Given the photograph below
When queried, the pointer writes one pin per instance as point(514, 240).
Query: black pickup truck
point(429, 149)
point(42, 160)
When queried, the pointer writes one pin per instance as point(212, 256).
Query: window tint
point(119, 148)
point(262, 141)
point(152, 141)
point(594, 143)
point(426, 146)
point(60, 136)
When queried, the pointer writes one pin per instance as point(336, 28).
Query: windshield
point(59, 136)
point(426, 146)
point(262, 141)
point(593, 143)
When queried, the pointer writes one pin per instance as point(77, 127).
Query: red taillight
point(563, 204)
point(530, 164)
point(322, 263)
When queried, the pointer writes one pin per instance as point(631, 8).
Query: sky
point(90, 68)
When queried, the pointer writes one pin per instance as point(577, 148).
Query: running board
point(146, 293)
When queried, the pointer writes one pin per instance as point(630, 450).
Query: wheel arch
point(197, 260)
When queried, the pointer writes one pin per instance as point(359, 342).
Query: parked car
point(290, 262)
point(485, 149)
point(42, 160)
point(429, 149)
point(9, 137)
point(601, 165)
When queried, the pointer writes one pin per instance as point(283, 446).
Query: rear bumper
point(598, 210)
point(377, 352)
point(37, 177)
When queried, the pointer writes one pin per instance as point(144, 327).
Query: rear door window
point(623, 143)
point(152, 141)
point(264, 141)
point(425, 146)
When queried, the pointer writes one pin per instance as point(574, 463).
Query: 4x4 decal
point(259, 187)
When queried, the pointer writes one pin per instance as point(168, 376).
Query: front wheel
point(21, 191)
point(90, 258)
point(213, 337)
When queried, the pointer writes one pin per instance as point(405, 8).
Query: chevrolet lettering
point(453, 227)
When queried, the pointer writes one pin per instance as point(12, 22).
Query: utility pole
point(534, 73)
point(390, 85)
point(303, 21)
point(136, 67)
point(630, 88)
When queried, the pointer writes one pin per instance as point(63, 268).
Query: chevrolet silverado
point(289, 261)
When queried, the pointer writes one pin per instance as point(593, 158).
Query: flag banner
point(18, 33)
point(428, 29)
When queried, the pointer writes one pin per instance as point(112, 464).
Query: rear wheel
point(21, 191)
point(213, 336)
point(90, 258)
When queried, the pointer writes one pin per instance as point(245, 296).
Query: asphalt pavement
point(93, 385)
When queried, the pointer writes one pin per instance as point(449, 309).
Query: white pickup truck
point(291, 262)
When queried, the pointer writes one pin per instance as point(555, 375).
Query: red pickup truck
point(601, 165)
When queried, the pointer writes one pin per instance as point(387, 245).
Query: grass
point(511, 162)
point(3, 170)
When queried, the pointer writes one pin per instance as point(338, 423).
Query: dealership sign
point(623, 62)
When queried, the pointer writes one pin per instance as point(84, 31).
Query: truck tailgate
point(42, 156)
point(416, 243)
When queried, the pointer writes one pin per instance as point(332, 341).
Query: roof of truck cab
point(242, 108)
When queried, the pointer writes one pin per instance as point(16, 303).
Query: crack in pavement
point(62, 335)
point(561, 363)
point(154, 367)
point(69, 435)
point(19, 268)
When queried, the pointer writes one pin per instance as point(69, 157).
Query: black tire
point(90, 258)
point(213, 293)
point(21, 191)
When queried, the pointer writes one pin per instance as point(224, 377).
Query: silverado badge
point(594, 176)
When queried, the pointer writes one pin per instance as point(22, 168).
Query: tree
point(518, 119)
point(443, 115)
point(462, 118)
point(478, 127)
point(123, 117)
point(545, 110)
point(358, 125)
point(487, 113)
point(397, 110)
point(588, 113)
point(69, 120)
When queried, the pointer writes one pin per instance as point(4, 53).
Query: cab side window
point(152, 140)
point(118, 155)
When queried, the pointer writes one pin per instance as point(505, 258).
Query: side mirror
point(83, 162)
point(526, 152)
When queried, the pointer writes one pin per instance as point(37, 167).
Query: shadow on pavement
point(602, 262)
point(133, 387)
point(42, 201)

--- Written task ---
Rewrite every item above, substituting "locator" for each occurrence of "pointer" and leaving everything else unchanged.

--- Exercise response ---
Given the photograph below
When queried, the locator writes one pin per instance as point(514, 240).
Query: black pickup truck
point(429, 149)
point(42, 160)
When queried, the locator writes one pin per instance as point(212, 256).
Query: window tint
point(119, 148)
point(262, 141)
point(152, 141)
point(594, 143)
point(426, 146)
point(60, 136)
When queried, the locator writes one pin per instance as point(336, 28).
Query: windshield
point(59, 136)
point(426, 146)
point(262, 141)
point(593, 143)
When queried, the locator writes one pin per instance as point(77, 127).
Query: red taillight
point(563, 204)
point(530, 164)
point(322, 263)
When queried, the locator writes one pin per instance as point(631, 8).
Query: sky
point(90, 68)
When queried, the locator writes one pin per instance as point(577, 148).
Query: running board
point(146, 293)
When queried, the locator writes one pin per instance as point(630, 450).
Query: wheel arch
point(197, 260)
When queried, the locator writes one pin per instance as point(359, 342).
Query: parked car
point(290, 262)
point(485, 149)
point(42, 160)
point(429, 149)
point(9, 137)
point(601, 165)
When queried, the locator writes one pin per instance as point(283, 446).
Query: rear bumper
point(598, 210)
point(377, 352)
point(37, 177)
When queried, the locator writes one pin per instance as point(144, 327).
Query: rear door window
point(623, 143)
point(152, 141)
point(264, 141)
point(425, 146)
When queried, the locator writes one pin per instance as point(574, 463).
Query: 4x4 decal
point(259, 187)
When queried, the locator writes one pin per instance as point(168, 376).
Query: front wheel
point(21, 191)
point(90, 258)
point(213, 337)
When queried, the locator writes one pin per instance as point(405, 8).
Query: chevrolet lettering
point(453, 227)
When queried, the locator writes one pin per instance as point(12, 22).
Query: utility pole
point(534, 73)
point(390, 85)
point(303, 21)
point(136, 67)
point(630, 88)
When queried, the locator writes one pin per instance as point(63, 268).
Query: chevrolet silverado
point(289, 261)
When queried, the locator writes one pin per instance as point(593, 158).
Query: flag banner
point(18, 33)
point(428, 29)
When queried, the locator writes one pin per instance as point(112, 464).
Query: rear wheel
point(21, 191)
point(213, 336)
point(90, 258)
When queried, the locator writes one pin per instance as point(245, 296).
Query: asphalt pavement
point(93, 385)
When queried, the locator writes one pin per instance as point(449, 309).
Query: white pickup truck
point(291, 262)
When queried, the locator writes one pin per instance as point(555, 375).
Query: red pickup truck
point(601, 165)
When queried, the locator writes one pin per instance as point(387, 245).
Query: grass
point(511, 162)
point(3, 170)
When queried, the locator writes one pin per instance as point(338, 423).
Query: dealership sign
point(623, 62)
When queried, the locator writes one pin per instance as point(84, 31).
Query: truck tailgate
point(42, 156)
point(416, 243)
When queried, the locator writes one pin per instance as point(332, 341).
Query: roof of truck cab
point(242, 108)
When queried, the locator writes one pin per instance as point(16, 303).
Query: crack in pavement
point(62, 335)
point(561, 363)
point(154, 367)
point(69, 435)
point(19, 268)
When queried, the locator writes one pin per instance as point(69, 157).
Query: black tire
point(90, 258)
point(213, 293)
point(21, 191)
When queried, the locator writes one pin per instance as point(224, 377).
Query: silverado badge
point(594, 176)
When queried, the locator writes one pin per instance as point(22, 168).
Query: tree
point(518, 119)
point(443, 115)
point(462, 118)
point(478, 127)
point(123, 117)
point(545, 110)
point(358, 125)
point(487, 113)
point(397, 110)
point(588, 113)
point(69, 120)
When queried, the locator writes one pin per instance as point(4, 53).
Query: cab side window
point(152, 140)
point(118, 155)
When queried, the locator writes one pin per instance as point(505, 258).
Query: side mirror
point(83, 162)
point(526, 152)
When queried, the locator writes one pin per instance as point(37, 167).
Query: shadow on pavement
point(602, 262)
point(133, 387)
point(42, 201)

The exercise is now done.